Updated Apr 5, 2021 · 5:20 PM PDT

Gonzaga Bulldogs, NCAA Men's Basketball
Gonzaga, including Gonzaga guard Jalen Suggs (1 ) and Gonzaga forward Corey Kispert (24), huddles up before playing Virginia in an NCAA college basketball game, Saturday, Dec. 26, 2020 in Fort Worth, Texas. (AP Photo/Ron Jenkins)
  • Baylor and Gonzaga will play for the national championship on Monday, April 5th, at 9:20 pm ET in Indianapolis
  • The point spread opened at Gonzaga -5 but has moved slightly in favor of the Bears
  • See the current moneyline, point spread, and game total, plus predictions for the 2021 title game

The 67th and final game of the 2021 NCAA Division I Men’s Basketball Tournament will take place on Monday night at Lucas Oil Stadium in Indianapolis with West #1 Gonzaga (31-0, 16-13-2ATS) facing East #1 Baylor (27-2, 19-10 ATS). Regardless of which team wins, one school will be celebrating its first national title ever.

- _Available records_:
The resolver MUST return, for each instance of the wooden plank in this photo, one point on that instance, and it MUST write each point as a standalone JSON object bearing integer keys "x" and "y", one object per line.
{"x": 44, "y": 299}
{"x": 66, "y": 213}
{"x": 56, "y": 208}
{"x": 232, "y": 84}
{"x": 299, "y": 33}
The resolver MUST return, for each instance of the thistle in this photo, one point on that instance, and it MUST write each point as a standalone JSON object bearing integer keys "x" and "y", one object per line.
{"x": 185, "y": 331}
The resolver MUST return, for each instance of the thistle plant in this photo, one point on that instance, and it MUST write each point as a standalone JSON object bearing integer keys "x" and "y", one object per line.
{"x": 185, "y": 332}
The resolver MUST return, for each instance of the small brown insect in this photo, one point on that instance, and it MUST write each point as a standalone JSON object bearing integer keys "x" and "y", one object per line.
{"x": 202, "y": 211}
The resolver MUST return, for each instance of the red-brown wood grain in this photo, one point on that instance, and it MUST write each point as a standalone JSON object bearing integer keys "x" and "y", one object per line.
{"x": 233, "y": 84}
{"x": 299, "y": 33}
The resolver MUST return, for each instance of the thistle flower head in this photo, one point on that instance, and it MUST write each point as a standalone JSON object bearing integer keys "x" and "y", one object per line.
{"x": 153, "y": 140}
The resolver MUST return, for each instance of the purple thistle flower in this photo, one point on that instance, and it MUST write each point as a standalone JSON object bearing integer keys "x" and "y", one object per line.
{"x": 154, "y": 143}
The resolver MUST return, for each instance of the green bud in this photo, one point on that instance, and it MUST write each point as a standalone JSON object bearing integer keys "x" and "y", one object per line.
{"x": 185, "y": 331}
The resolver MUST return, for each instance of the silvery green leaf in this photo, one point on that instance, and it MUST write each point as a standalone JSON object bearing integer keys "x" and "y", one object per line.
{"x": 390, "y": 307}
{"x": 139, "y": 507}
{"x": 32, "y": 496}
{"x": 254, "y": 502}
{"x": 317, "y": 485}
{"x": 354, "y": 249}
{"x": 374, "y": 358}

- _Directives_:
• 1. Repeat everything from "Updated Apr 5, 2021" down to "(AP Photo/Ron Jenkins)" in the championship game preview.
• 2. Reproduce everything in the records from the line containing "The resolver MUST return, for each instance of the silvery" down to the end of the records.

- _Exercise solutions_:
• 1.
Updated Apr 5, 2021 · 5:20 PM PDT

Gonzaga Bulldogs, NCAA Men's Basketball
Gonzaga, including Gonzaga guard Jalen Suggs (1 ) and Gonzaga forward Corey Kispert (24), huddles up before playing Virginia in an NCAA college basketball game, Saturday, Dec. 26, 2020 in Fort Worth, Texas. (AP Photo/Ron Jenkins)

• 2.
The resolver MUST return, for each instance of the silvery green leaf in this photo, one point on that instance, and it MUST write each point as a standalone JSON object bearing integer keys "x" and "y", one object per line.
{"x": 390, "y": 307}
{"x": 139, "y": 507}
{"x": 32, "y": 496}
{"x": 254, "y": 502}
{"x": 317, "y": 485}
{"x": 354, "y": 249}
{"x": 374, "y": 358}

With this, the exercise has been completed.